- **WHAT THIS TASK INVOLVES**
Count the lines in the data below that contain the string "scaffold" and give only that number.

- **EXERCISE INPUTS**
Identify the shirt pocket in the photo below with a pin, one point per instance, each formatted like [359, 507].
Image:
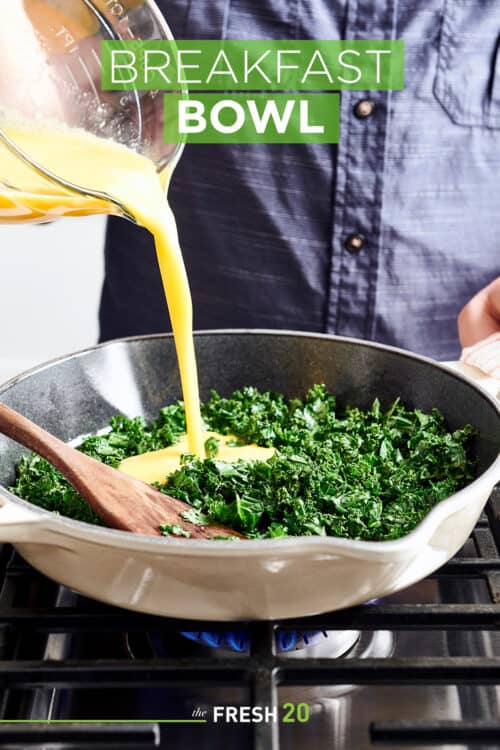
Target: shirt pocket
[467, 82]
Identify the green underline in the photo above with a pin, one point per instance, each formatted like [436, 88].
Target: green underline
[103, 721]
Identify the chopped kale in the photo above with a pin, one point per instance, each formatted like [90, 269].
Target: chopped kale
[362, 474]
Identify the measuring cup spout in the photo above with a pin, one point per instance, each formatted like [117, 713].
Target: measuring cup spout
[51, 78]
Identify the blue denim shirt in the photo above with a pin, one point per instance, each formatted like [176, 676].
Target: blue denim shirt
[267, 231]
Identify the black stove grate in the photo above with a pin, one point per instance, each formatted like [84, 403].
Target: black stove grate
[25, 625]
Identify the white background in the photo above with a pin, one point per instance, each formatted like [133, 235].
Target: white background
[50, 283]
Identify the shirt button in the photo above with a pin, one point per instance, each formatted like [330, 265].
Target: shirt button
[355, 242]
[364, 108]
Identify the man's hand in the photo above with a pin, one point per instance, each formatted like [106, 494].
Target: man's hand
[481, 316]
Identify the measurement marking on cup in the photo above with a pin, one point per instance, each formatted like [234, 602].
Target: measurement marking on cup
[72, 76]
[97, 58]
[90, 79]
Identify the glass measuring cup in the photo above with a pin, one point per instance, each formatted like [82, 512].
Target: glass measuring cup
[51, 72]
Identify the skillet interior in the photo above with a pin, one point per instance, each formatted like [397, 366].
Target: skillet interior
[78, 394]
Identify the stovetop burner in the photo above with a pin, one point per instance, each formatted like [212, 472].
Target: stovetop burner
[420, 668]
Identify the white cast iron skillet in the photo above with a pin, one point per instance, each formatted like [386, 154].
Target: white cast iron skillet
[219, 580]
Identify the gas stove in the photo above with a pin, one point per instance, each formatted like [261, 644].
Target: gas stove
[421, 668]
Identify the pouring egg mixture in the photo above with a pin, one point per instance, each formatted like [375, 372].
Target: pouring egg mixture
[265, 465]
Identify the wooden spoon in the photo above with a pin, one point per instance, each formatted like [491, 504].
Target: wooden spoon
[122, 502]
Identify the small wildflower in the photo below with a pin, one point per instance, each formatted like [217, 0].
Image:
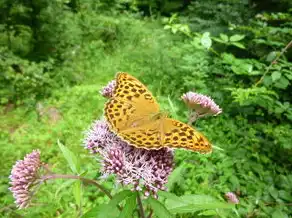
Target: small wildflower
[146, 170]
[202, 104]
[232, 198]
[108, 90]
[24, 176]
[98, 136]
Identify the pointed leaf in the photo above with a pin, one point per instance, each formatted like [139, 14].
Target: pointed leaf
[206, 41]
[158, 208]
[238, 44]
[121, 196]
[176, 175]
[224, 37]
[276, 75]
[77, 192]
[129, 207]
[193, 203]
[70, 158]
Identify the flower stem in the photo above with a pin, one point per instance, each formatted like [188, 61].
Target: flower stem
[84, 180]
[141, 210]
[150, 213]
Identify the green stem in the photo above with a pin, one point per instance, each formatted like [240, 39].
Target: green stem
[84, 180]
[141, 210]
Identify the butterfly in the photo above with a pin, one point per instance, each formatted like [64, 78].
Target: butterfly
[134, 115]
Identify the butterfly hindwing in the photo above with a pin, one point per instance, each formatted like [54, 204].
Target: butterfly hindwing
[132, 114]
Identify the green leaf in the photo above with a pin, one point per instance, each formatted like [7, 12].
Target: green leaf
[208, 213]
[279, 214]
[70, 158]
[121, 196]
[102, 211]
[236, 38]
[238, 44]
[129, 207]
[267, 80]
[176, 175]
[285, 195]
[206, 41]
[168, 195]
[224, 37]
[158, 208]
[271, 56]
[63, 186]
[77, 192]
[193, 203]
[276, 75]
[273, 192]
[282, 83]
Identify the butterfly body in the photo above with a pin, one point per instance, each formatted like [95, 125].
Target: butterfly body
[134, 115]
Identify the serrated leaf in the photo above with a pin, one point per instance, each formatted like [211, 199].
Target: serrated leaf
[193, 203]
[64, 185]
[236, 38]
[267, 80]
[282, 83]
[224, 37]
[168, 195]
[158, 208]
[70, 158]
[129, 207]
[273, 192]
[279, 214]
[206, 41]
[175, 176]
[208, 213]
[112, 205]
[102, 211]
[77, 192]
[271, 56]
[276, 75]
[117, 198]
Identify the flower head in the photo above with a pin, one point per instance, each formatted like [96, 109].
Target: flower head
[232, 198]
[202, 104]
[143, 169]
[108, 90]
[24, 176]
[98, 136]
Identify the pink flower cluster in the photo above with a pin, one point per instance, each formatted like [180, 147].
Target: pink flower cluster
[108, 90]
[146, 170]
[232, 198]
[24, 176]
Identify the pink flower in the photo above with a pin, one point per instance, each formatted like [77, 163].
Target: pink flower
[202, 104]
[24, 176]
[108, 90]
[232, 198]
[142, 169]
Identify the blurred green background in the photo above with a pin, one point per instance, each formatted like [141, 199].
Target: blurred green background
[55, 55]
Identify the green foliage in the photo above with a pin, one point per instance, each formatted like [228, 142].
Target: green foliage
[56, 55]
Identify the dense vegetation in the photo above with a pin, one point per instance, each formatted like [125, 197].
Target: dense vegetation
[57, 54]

==

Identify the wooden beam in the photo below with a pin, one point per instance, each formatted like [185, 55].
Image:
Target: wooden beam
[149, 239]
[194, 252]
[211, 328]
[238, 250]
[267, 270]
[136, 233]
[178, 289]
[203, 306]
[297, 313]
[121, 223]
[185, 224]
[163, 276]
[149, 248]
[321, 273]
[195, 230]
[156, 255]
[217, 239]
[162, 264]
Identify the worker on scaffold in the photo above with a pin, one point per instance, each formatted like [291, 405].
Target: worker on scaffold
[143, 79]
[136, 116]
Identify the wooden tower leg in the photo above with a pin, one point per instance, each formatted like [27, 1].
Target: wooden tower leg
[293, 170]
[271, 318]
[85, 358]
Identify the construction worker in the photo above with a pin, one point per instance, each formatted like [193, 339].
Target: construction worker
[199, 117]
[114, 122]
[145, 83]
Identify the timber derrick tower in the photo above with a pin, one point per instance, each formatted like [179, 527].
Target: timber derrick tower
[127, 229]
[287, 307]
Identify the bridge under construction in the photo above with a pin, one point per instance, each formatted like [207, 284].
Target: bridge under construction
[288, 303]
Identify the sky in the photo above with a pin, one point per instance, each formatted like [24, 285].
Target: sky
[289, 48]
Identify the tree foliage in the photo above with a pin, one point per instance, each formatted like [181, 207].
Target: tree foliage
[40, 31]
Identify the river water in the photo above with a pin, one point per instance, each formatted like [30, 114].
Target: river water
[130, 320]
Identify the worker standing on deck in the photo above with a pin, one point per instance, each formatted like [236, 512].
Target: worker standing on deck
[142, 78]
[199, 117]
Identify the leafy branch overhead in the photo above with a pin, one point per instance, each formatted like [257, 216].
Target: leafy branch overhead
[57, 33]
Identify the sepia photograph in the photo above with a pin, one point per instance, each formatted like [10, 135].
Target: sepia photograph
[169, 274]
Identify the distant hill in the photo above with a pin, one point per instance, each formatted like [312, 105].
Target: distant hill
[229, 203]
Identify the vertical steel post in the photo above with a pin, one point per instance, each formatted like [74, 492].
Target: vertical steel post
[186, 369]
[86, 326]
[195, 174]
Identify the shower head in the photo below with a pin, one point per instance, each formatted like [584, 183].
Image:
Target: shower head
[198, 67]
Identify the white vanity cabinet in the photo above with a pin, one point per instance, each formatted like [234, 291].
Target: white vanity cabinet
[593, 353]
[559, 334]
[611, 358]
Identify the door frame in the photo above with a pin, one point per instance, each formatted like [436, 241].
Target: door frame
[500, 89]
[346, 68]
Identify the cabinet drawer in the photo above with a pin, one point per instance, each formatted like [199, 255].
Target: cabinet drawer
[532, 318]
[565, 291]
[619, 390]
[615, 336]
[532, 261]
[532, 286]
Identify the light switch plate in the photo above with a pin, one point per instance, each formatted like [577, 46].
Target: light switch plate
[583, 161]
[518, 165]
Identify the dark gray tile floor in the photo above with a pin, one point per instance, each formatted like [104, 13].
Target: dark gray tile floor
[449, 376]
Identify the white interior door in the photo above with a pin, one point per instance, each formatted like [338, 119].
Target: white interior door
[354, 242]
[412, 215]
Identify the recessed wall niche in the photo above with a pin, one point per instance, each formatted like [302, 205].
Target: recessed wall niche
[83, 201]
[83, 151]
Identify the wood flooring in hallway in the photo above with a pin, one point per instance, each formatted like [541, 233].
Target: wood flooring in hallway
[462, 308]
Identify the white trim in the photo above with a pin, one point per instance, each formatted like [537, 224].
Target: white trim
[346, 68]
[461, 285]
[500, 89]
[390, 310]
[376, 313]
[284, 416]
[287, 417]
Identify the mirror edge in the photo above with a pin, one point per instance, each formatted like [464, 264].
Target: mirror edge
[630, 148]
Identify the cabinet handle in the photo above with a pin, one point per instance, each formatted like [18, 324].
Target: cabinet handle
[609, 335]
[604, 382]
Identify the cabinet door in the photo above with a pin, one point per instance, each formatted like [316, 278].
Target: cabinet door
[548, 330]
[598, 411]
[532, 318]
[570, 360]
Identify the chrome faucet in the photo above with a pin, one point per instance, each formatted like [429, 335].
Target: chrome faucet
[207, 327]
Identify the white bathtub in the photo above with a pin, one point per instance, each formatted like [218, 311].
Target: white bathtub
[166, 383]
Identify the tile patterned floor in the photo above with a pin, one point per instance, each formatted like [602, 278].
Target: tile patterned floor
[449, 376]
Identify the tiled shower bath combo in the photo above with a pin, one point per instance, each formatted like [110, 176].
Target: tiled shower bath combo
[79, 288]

- **FULL ANSWER**
2